EXERCISE GOAL => The records follow. Retype them without a single change.

SOURCE DATA =>
____
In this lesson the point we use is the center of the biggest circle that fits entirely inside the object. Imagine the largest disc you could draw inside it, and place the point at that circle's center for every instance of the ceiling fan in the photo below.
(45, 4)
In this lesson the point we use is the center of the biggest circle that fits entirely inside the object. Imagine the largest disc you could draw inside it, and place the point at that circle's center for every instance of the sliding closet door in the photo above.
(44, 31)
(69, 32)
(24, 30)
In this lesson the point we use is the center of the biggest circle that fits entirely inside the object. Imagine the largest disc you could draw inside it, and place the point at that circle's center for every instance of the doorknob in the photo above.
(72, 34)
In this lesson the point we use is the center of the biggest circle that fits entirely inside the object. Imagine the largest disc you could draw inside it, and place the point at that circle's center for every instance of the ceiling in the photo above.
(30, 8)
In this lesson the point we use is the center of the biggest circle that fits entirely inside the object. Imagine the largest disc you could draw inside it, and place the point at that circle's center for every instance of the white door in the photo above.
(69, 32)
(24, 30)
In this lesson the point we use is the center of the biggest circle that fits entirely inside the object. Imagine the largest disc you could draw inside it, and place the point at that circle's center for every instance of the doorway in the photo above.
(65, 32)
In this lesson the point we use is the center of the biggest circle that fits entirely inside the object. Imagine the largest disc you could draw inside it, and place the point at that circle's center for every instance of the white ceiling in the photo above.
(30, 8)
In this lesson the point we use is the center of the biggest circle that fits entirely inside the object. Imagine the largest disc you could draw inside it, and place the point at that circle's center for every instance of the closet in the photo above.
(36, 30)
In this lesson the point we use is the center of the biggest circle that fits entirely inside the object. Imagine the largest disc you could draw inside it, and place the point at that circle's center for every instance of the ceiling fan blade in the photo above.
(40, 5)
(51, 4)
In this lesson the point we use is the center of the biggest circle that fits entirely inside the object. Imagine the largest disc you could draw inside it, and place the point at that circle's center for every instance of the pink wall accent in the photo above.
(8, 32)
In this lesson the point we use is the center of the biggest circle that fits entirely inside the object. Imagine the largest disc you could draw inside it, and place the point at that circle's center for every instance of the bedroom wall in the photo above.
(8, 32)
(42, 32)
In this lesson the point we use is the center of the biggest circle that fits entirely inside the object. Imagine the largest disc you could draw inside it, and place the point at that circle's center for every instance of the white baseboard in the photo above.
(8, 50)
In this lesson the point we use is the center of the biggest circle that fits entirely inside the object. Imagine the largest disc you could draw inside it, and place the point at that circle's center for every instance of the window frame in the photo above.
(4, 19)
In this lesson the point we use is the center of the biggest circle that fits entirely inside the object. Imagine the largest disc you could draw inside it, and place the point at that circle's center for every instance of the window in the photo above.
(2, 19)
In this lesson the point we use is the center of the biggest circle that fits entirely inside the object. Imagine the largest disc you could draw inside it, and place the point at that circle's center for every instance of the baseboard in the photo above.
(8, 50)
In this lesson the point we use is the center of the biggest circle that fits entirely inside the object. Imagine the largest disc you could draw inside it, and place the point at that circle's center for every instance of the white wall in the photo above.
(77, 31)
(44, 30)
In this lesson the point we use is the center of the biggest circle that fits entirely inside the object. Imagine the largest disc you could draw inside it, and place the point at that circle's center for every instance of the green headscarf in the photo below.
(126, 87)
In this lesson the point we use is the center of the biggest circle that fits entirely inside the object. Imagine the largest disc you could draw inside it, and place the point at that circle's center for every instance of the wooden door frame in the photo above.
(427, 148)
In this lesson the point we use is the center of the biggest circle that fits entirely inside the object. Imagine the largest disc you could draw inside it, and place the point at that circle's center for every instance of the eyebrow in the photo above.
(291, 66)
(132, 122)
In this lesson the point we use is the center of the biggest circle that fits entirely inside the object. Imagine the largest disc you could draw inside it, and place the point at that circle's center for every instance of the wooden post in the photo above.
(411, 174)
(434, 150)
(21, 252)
____
OUTPUT =>
In this lesson the point we use is the center of the biggest circle that fits entirely inside the object. Imagine the largest disc you could draw inside it, and place the point at that circle's center for every instance of the ceiling fan in the photo below.
(45, 4)
In this lesson the point we use is the center of the biggest circle that fits entirely inside the object. Imagine the largest disc you could draw inside it, and place the point at that circle's center for every instance of the sliding closet door in the photo above.
(44, 31)
(69, 32)
(24, 30)
In this lesson the point we use is the center of the biggest circle that fits entirely inside the object. Imagine the largest disc you could draw inside it, and place the point at that circle's center for every instance of the doorknob in the photo above.
(72, 34)
In this lesson the point we use is the center of the biggest circle that fits entirely inside the object. Imagine the largest disc you could draw inside it, and place the point at that circle's center for every instance of the ceiling in the photo above.
(30, 8)
In this lesson the point we use is the center of the biggest circle that fits entirely inside the object. Imagine the largest disc you could draw inside it, and place the point at that circle's center for every instance of the white door in the photo above.
(69, 32)
(24, 30)
In this lesson the point we use is the center of the biggest circle that fits entirely inside the object. Imagine the largest disc you could draw inside it, and place the point at that circle's center for every instance of the doorway in the photo above.
(65, 32)
In this lesson the point we use is the center of the biggest circle that fits entirely inside the object. Imagine the largest disc you could draw inside it, and place the point at that circle's center for every instance of the white ceiling in the photo above.
(30, 8)
In this lesson the point we use is the center of the biggest circle that fits entirely inside the object. Imagine the largest disc you could draw inside it, and place the point at that circle's center for every instance of the closet in the photo above.
(36, 30)
In this lesson the point we use is the center of the biggest circle that fits entirely inside the object. Imagine the largest disc you could draw inside it, and place the point at that circle's center for every instance of the ceiling fan blade in the photo above.
(40, 5)
(51, 4)
In this lesson the point we use is the center of the biggest circle that fits entirely inside the object. Imagine the largest disc you could draw inside it, and place the point at that circle's center for every instance of the pink wall accent in the photo above.
(8, 32)
In this lesson the point we use is the center of the biggest circle that fits entirely inside the object. Imagine the largest disc you could draw inside it, and place the point at that circle's center for every instance of the bedroom wall in the photo above.
(8, 32)
(42, 32)
In this lesson the point we use is the center of the biggest circle that fits entirely inside the object. Imagine the largest disc you could draw inside it, and place the point at that circle's center for every instance of the white baseboard in the photo above.
(8, 50)
In this lesson the point we use is the center of the biggest circle that fits entirely inside the object. Imagine the largest disc you could draw inside it, and place the point at that circle's center for every instance of the window frame in the photo above.
(4, 19)
In this lesson the point we use is the center of the biggest circle that fits entirely inside the object. Imagine the largest disc you could draw inside it, and place the point at that circle's center for every instance of the window in the photo above.
(2, 19)
In this lesson the point we use is the center of the biggest circle that fits entirely inside the object. Imagine the largest disc you could draw inside it, and place the point at that circle's center for every instance of the baseboard in the photo above.
(8, 50)
In this lesson the point we use is the center of the biggest circle that fits entirely inside the object. Imagine the largest disc you could draw inside it, and place the point at that circle's center for every instance of the white wall in the photo above.
(77, 31)
(44, 30)
In this lesson the point we use is the center of the biggest circle that fits entirely inside the object. Imagine the largest disc you could draw inside it, and place the point at that circle's center for every instance of the green headscarf in the photo below.
(126, 87)
In this lesson the point we use is the center of the biggest circle that fits entirely inside the object. Imagine the largest disc you could draw inside it, and place the point at that circle's center for every instance of the wooden door frame in the photo above.
(427, 148)
In this lesson the point we use is the center of the biggest circle that fits entirely inside the object. Imagine the largest disc you could draw inside it, and place the point at that circle's center for every instance of the eyebrow in the photo above.
(291, 66)
(132, 122)
In this lesson the point we use is the center of the biggest circle that fits entirely inside the object. Imagine the largest disc you could draw inside it, and place the point at that circle's center for every instance of the wooden post in the photo above.
(411, 174)
(434, 150)
(21, 252)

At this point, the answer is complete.